**WORK INSTRUCTIONS:**
**1.** Copy word for word the stretch of the uniq command article from "Using The 'uniq'" through "at parties too.".
**2.** Pick up the article on the uniq command at its last sentence and keep writing it from there.

**PROVIDED TEXT:**
**********

Using The 'uniq' Command To Impress People At Parties
2021-02-20 - By Robert Elder
Introduction
In this article, I will attempt to convince you that the 'uniq' command is worth learning since it can help you quickly solve a number of different command-line tasks that involve 'uniqueness' in some way. You'll also learn how this command can make you more popular at parties too.
The uniq command is the fastest way to find the set of unique lines that appear in a file. It can also answer other uniqueness related questions, like listing duplicates and counting occurrences. Finally, we'll discuss a couple of ways that you can easily mis-use this command, one of which could result in data loss.
The Simplest Example
Let's do an example on the following text file 'simple_example.txt' that has the following list of names:
Verity Jayda
Verity Jayda
Verity Jayda
Justy Kaiden
Christopher Rene
Christopher Rene
Christopher Rene
Branden McKenna
Branden McKenna
Branden McKenna
Branden McKenna
Branden McKenna
Branden McKenna
Triston Issy
to find the unique set of lines in this file, you can use it like this:
uniq simple_example.txt
which produces the following result:
Verity Jayda
Justy Kaiden
Christopher Rene
Branden McKenna
Triston Issy
Be Careful! 'uniq' Expects Sorted Data
However, a common pitfall of the uniq command, is that it will only detect lines as duplicates if they are adjacent. For example, here is some similar text in a file called 'non_adjacent.txt':
Branden McKenna
Verity Jayda
Verity Jayda
Christopher Rene
Justy Kaiden
Christopher Rene
Branden McKenna
Verity Jayda
Branden McKenna
Christopher Rene
Branden McKenna
Branden McKenna
Triston Issy
Branden McKenna
If we run the 'uniq' command on this file:
uniq non_adjacent.txt
We get the following result:
Branden McKenna
Verity Jayda
Christopher Rene
Justy Kaiden
Christopher Rene
Branden McKenna
Verity Jayda
Branden McKenna
Christopher Rene
Branden McKenna
Triston Issy
Branden McKenna
which obviously still contains duplicate lines.
Therefore, it's common to use the sort command in combination with the 'uniq' command like this:
sort non_adjacent.txt | uniq
the above command will produce the following result:
Branden McKenna
Christopher Rene
Justy Kaiden
Triston Issy
Verity Jayda
and now the output has all duplicate lines removed.

**********

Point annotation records

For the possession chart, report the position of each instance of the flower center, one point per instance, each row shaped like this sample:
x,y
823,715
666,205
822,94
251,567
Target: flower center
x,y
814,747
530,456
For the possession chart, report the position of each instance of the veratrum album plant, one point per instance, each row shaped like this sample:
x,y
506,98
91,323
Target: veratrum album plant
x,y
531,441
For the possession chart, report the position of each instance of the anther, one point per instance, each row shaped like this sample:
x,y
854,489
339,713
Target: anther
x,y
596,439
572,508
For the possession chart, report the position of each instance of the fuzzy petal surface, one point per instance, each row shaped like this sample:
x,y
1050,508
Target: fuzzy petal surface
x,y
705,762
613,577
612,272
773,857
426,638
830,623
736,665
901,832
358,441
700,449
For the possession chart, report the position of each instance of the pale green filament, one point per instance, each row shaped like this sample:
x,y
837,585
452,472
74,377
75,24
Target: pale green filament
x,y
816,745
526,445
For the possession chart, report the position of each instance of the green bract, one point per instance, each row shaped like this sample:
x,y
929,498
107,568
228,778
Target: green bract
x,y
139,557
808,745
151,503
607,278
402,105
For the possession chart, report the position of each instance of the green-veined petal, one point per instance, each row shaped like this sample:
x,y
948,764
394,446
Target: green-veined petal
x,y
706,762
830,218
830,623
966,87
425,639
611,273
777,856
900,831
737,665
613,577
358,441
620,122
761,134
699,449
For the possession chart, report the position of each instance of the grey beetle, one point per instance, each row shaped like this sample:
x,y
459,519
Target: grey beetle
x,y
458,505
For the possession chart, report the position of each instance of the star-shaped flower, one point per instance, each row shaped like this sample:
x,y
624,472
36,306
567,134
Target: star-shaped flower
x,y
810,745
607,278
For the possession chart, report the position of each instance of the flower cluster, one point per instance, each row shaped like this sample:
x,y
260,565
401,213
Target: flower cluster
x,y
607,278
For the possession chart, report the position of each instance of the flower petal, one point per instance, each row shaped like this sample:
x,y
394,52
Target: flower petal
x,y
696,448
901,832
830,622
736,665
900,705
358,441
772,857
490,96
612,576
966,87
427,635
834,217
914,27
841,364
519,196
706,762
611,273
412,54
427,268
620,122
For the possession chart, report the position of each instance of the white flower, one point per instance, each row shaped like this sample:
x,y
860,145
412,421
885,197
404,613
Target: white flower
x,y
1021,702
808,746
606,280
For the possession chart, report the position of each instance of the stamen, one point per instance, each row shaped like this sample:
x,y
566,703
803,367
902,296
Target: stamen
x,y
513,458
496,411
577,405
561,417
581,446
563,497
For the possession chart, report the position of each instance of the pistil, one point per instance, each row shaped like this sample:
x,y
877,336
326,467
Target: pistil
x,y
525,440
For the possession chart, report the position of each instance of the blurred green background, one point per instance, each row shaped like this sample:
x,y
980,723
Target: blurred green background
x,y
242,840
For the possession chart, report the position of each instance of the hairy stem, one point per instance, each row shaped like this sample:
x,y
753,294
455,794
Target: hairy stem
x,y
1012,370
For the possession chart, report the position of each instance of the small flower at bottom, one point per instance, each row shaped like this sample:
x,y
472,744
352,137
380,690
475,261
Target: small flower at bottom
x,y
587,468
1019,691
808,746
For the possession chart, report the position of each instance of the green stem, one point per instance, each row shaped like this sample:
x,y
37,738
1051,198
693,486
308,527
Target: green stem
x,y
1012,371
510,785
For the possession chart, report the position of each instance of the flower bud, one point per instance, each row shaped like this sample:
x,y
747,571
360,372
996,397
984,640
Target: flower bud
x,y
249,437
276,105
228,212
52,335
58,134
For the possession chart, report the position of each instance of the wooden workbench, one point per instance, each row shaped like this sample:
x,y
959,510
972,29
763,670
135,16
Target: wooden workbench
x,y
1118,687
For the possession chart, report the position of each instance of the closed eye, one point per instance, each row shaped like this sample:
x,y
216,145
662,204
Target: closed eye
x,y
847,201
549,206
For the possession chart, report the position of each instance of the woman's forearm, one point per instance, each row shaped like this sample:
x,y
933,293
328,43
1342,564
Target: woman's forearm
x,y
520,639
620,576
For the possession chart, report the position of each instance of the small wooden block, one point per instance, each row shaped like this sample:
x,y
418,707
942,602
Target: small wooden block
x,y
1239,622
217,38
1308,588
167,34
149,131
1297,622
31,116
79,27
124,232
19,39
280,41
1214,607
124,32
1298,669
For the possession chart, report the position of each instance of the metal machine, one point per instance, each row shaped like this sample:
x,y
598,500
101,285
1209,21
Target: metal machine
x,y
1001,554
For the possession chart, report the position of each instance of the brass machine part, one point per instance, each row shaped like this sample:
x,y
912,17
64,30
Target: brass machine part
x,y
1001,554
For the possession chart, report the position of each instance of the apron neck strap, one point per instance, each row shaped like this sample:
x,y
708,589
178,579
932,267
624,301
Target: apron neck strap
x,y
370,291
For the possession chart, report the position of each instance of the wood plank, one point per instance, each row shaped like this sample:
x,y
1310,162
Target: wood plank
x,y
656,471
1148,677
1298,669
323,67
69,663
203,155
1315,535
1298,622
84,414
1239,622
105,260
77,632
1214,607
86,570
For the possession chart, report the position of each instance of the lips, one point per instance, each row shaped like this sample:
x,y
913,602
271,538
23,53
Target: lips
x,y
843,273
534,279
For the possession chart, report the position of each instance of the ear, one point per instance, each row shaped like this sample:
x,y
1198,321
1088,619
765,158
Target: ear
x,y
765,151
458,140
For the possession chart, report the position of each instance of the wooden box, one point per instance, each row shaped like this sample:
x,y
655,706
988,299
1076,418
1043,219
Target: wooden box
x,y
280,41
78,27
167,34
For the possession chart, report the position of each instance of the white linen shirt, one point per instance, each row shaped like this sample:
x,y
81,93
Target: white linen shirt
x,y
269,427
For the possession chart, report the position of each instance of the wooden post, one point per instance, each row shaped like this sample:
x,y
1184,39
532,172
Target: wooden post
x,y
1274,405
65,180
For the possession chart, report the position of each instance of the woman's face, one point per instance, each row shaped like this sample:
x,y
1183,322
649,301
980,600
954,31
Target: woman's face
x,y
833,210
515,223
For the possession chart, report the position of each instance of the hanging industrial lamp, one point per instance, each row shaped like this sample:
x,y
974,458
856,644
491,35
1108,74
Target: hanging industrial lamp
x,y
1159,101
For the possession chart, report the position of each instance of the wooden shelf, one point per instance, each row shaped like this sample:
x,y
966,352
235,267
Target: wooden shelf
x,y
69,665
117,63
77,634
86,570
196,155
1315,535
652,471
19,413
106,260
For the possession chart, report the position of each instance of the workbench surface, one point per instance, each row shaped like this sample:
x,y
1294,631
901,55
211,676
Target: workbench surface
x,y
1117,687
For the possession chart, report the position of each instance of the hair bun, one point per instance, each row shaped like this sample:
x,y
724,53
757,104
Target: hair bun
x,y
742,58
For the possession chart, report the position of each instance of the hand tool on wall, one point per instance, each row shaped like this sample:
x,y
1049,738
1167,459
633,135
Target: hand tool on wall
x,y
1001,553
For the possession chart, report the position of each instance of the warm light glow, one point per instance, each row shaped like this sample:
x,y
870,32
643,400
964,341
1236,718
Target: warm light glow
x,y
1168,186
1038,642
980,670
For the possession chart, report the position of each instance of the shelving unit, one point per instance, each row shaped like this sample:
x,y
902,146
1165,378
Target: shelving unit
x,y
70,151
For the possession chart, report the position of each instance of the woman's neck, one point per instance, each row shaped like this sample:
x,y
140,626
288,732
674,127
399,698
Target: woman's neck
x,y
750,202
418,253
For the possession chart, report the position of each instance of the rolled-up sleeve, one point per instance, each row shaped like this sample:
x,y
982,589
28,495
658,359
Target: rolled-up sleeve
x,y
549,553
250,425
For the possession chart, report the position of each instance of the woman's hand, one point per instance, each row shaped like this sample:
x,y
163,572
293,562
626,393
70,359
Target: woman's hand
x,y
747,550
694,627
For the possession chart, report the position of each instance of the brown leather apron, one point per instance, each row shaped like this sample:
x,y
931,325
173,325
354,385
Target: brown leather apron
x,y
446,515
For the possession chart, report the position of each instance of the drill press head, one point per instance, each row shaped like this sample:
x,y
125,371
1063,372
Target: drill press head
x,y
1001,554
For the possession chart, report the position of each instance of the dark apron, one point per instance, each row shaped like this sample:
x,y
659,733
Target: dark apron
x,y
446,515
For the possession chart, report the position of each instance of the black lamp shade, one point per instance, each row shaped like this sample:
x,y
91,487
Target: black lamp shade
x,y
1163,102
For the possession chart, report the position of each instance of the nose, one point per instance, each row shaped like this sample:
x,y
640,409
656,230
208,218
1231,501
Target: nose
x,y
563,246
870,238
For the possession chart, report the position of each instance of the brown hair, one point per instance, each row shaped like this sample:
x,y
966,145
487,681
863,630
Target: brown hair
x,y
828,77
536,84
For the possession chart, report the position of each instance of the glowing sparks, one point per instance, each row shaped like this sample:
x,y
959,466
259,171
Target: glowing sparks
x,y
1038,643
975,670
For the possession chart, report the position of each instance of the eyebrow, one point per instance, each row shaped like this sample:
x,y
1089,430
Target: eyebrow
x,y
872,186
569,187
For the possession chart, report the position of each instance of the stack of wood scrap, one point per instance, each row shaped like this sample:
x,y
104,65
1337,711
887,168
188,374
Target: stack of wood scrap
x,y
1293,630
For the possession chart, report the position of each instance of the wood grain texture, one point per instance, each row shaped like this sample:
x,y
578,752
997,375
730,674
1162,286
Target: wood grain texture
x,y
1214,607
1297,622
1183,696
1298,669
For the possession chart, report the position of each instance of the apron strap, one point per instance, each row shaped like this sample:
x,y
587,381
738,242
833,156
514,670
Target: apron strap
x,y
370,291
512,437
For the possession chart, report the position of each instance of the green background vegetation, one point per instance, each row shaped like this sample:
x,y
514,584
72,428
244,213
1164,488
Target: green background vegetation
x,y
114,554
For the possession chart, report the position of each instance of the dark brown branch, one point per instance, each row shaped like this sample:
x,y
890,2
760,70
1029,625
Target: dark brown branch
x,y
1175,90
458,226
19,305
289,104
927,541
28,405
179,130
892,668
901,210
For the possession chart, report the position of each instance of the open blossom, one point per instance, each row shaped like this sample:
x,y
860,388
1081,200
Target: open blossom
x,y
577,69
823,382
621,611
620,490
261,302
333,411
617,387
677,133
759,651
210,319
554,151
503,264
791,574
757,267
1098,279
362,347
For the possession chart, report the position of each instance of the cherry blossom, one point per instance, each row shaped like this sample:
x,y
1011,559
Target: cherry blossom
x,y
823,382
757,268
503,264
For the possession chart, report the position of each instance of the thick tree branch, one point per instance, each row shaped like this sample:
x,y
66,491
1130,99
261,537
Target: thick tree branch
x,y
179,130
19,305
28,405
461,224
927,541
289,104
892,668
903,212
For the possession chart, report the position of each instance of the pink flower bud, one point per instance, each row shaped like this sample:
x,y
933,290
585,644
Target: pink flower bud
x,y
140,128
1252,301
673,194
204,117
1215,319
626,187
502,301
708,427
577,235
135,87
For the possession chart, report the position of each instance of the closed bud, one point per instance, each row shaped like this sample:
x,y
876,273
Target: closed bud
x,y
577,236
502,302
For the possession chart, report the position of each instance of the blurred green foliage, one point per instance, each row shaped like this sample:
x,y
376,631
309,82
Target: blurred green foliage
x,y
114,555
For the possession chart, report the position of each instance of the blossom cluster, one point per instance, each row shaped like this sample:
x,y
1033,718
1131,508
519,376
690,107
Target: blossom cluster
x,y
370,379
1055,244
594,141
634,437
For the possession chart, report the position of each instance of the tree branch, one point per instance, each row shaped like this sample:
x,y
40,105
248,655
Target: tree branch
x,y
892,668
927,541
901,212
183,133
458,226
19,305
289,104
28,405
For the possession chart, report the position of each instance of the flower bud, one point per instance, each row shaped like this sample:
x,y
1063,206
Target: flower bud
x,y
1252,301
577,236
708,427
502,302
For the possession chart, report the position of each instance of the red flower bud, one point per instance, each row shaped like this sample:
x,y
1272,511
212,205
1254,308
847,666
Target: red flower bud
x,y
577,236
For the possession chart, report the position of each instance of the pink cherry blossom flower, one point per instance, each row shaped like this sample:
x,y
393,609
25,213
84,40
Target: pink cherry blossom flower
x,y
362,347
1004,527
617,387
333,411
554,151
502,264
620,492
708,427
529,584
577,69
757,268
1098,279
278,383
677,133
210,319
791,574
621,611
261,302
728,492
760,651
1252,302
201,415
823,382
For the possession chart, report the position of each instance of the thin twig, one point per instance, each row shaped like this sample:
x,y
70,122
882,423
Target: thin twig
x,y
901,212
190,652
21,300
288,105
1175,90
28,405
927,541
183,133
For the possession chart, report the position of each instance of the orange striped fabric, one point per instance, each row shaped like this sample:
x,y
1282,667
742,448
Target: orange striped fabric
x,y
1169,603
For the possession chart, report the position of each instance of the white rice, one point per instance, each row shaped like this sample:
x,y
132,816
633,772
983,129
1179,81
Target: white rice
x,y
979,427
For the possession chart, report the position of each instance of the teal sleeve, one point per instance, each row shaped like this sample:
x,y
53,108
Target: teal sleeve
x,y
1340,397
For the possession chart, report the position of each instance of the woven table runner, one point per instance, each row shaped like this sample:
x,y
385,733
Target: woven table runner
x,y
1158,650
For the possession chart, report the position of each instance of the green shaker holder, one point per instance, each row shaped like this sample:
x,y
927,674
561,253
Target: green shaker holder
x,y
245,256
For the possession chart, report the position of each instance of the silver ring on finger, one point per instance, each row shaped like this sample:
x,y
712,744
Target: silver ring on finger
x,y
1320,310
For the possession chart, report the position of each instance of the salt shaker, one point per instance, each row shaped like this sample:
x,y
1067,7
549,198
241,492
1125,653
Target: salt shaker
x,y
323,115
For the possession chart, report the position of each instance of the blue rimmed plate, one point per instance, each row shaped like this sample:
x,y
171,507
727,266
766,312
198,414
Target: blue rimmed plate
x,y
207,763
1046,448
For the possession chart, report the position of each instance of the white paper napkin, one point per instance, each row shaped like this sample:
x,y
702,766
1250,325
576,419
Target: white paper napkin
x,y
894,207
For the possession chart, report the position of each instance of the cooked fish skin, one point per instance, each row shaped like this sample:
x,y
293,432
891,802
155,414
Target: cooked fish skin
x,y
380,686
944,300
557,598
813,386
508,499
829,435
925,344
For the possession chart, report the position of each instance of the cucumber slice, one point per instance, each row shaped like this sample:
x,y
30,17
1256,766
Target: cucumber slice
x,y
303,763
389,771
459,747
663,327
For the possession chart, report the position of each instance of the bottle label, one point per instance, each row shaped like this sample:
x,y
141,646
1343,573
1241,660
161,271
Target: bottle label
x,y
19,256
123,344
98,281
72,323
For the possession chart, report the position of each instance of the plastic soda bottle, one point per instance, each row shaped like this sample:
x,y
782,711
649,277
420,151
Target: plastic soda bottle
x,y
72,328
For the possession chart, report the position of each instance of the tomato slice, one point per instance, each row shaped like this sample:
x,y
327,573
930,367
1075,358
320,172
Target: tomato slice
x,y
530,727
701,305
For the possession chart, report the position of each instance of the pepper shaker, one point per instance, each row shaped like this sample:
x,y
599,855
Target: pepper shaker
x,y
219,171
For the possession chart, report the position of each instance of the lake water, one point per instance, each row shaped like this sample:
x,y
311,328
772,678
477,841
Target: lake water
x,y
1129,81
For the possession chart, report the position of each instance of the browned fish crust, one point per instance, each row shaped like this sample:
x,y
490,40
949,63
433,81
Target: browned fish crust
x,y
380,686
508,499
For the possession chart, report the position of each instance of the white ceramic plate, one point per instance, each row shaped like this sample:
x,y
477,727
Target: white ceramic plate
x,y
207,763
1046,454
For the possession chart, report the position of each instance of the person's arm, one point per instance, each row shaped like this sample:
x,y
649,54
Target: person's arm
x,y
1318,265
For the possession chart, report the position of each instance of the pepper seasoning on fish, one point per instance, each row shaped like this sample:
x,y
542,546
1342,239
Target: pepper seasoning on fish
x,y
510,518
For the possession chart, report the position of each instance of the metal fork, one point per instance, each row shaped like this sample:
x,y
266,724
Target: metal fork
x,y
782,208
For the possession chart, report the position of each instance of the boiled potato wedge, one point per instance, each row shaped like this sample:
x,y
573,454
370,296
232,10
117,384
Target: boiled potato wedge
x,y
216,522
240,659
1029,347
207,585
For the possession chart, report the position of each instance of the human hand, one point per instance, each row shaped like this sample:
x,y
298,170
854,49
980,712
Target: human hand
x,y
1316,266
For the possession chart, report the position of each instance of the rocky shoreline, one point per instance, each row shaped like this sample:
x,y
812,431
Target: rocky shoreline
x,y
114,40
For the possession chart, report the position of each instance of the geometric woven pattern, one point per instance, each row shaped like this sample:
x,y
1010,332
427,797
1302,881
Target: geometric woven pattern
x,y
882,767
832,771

**********

**ANSWERS TO THE TASKS:**
**1.**
Using The 'uniq' Command To Impress People At Parties
2021-02-20 - By Robert Elder
Introduction
In this article, I will attempt to convince you that the 'uniq' command is worth learning since it can help you quickly solve a number of different command-line tasks that involve 'uniqueness' in some way. You'll also learn how this command can make you more popular at parties too.

**2.**
Counting Occurrences
One of the most useful features of the 'uniq' command comes from the '-c' flag that shows you a count of how many of each unique line appears in the file. For example, this command:
sort non_adjacent.txt | uniq -c
Produces the following output:
6 Branden McKenna
3 Christopher Rene
1 Justy Kaiden
1 Triston Issy
3 Verity Jayda
You can also use the '-u' flag to print only the 'unique' lines (the set of lines that are unique in the file/stream (occur only a single time) NOT the unique set of lines in the file/stream):
sort non_adjacent.txt | uniq -u
which produces this result:
Justy Kaiden
Triston Issy
The '-d' flag also exists to print out the opposite set of lines (lines that aren't unique in the input):
sort non_adjacent.txt | uniq -d
For this case, the output is:
Branden McKenna
Christopher Rene
Verity Jayda
Improving Your Social Live With The 'uniq' Command
The uniq command isn't just for solving technical problems, you can also use it to improve your social life too! Assume you're going to have a Christmas party, and you have 3 lists of potential guests: 'family.txt', 'coworkers.txt' and 'friends.txt' (the full files are included at the end of this article). For this example, you'd like to find the unique list of guests so that you don't send more than one invitation to anyone. The problem is, some of the potential guests are included in more than one list, and to make matters worse, the names often use different capitalizations like this:
RALPHIE BIRDIE
Ralphie Birdie
ralphie birdie
To find the unique set of lines from all of these three files, you can use this command:
cat friends.txt coworkers.txt family.txt | sort | uniq
Which produces output that starts something like this:
Alec Jacqueline
ALISHIA MEG
alishia meg
ASH DALLAS
ash dallas
Avah Breann
avah breann
branden Mckenna
branden mckenna
...
But this result is case sensitive, so we end up with the same name multiple times for different cases. To fix this, we can ignore casing using the '-i' flag (using -i on the sort command ensures that we don't get any issues with the sorting collation algorithm):
cat friends.txt coworkers.txt family.txt | sort -i | uniq -i
Which produces output that starts like this:
Alec Jacqueline
ALISHIA MEG
ASH DALLAS
Avah Breann
branden Mckenna
CASON MERYL
CHRISTOPHER RENE
courtney mick
...
The GNU implementation of uniq also includes the '--group' flag, which lets you see all the 'groups' of lines that are considered as unique grouped together. For example, this command:
cat friends.txt coworkers.txt family.txt | sort -i | uniq -i --group
Which produces output that starts like this:
Alec Jacqueline
ALISHIA MEG
alishia meg
ASH DALLAS
ash dallas
Avah Breann
Avah Breann
avah breann
avah breann
branden Mckenna
branden mckenna
branden mckenna
CASON MERYL
Cason Meryl
cason meryl
cason meryl
...trimmed for space...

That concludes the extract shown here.